#### Excerpted text

Extraordinary Kargil: Gorkhas, Khurkis, and the Bunkers of Khalubar

In the wind-torn ridgelines of the Batalik sector, a nameless outcrop of rock and ice transformed into one of the hardest-fought battlegrounds of the Kargil War in 1999. Khalubar was not supposed to be the stage for legends. Khalubar was brutal, remote, and unforgiving. But on those stark Himalayan heights, Indian soldiers fought through rock and fire, bunker by bunker. They left behind a trail, they left more than a reclaimed piece of land. They left behind the legend of resolve made visible in stone and steel.

The men of 1/11 Gorkha Rifles and 22 Grenadiers faced a fortress embedded into the spine of the mountains. Pakistani forces of the Northern Light Infantry had transformed Khalubar into a death trap. There were numerous stone bunkers reinforced with sandbags and steel, linked by trenches and cunningly concealed sangars that crisscrossed the ridgeline. Each post covered the next. Every approach was either mined, overlooked, or booby-trapped. It was a spider’s web laced with machine gun fire.

The Mountain That Bled Fire

Khalubar’s real challenge lay in its geographical complexity. The heights offered commanding views of Indian positions below to Pakistanis. Bunkers and observation posts defended their forward slopes that directed enemy artillery with lethal precision. The Pakistani had been stocked in these positions months in advance. They were high on ammunition, rations, radio sets, even winterised shelters. This wasn’t a temporary intrusion. It was an entrenched stronghold designed to hold through months of siege.

Each bunker was built into natural crevices and reinforced with sandbags and steel sheets, cleverly camouflaged to blend into the rock. From some vantage points, Indian observers couldn’t even tell where the mountains ended and the enemy began. Sniper nests covered every known route of approach. Heavy machine guns were mounted to cover dead zones. Mortars placed behind the ridgeline were zeroed in on Indian forward posts. Khalubar was, in short, a fortress built with foresight and cold efficiency.

The First Push

The 22 Grenadiers made the first attempt on 30 June. After a painstaking night climb guided by scouts of the Vikas Battalion, they reached the slopes below Point 5287. What followed was a baptism by fire. Enemy positions opened up with coordinated bursts of machine gun and sniper fire. Mortars fell from invisible arcs. The Grenadiers held their position but could push no further. What Khalubar demanded was not a push. It demanded a siege, led by soldiers who could fight in the dark, on ice, with knives if needed.

It would be the Gorkhas.

########
#### Dataset excerpts

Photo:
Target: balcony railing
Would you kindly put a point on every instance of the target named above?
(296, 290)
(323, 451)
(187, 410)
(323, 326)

########

* What is expected *
Please carry on the Khalubar account from the point where it stops. The items come from a separate source, unrelated to the Khalubar account.

* Answer to the task *
Manoj’s War

On 2 July, Captain Manoj Kumar Pandey of 1/11 Gorkha Rifles was handed the task of storming the bunkers of Khalubar. He was 24 years old. He didn’t hesitate.

The Gorkhas began their climb late in the evening. They carried everything, assault rifles, grenades, rocket launchers, stretchers, radio sets, khukris, and nothing that could be spared. For seven hours they climbed. No trails, just rock and scree, under the watchful eyes of Pakistani snipers who knew the route better than their own spines. Above them lay at least 40 fortified enemy positions, each one feeding fire to the next.

Captain Pandey’s platoon split, he led the left flank; Havildar Bhim Bahadur Dewan took the right. As they approached the enemy line, a trip flare exploded. A sheet of light. A scream of bullets. The enemy knew they were coming.

The first bunker was close enough. Pandey pulled a grenade, yanked the pin with his teeth, flung it into the aperture, and charged as it exploded. Inside, there was no room for cover, only khukris and fire. Two enemy soldiers died where they stood. The platoon followed. The bunker was cleared.

The second bunker had support from higher ground. As they approached, Pandey was hit in the shoulder. He bled but didn’t pause. Another grenade. Another explosion. The team surged in again. A third position fell. Then a fourth. This time, the fire came from two directions. Pandey took another hit, his thigh this time. The captain could barely stand.

He didn’t stop.

He crawled forward. Pulled the last grenade from his belt. Flung it. The explosion drowned out the screaming in his leg. As he tried to rise, a burst of machine gun fire caught him in the head. He died instantly.

His last words were the order of a captain to his men: “Na chhodnu.” Don’t spare them.

Khukris in the Cold

The Gorkhas did not spare them. Dewan’s section on the right flank was already in motion. As the left reeled from Pandey’s loss, the right surged forward. Havildar Dewan took a bullet in the leg, but didn’t stop. His men fought their way across the bunkers in a cascade of hand-to-hand combat. Ammunition ran low. The khukris came out.

It was brutal, bloody, and intimate. Pakistani troops, caught off guard by the sheer fury of the Gorkhas’ charge, fell back in panic. Many abandoned their posts. Others were killed in close combat. The ridge was gradually being reclaimed by raw, relentless courage.

By dawn, more than 40 bunkers had been destroyed, their defenders either dead or fled. India was one step closer to winning the Kargil War. Ammunition caches, rations, documents, maps, even weather-resistant shelters, everything was left behind. The fortress had fallen.

Holding the Summit

Colonel Lalit Rai, commanding 1/11 GR, reached the summit with a torn ligament in his knee. He could barely stand but refused evacuation. He directed the men to dig in, expecting a counterattack. That attack came sooner than expected. Pakistani troops regrouped and launched an offensive to reclaim Khalubar. Rai ordered artillery fire onto his own positions to break the momentum of the enemy assault.

The gamble worked. Indian Bofors guns, dialled in with razor-sharp coordinates, scattered the attackers. The ridge remained in Indian hands. What had begun as a daring assault had turned into a determined stand. And the Gorkhas held.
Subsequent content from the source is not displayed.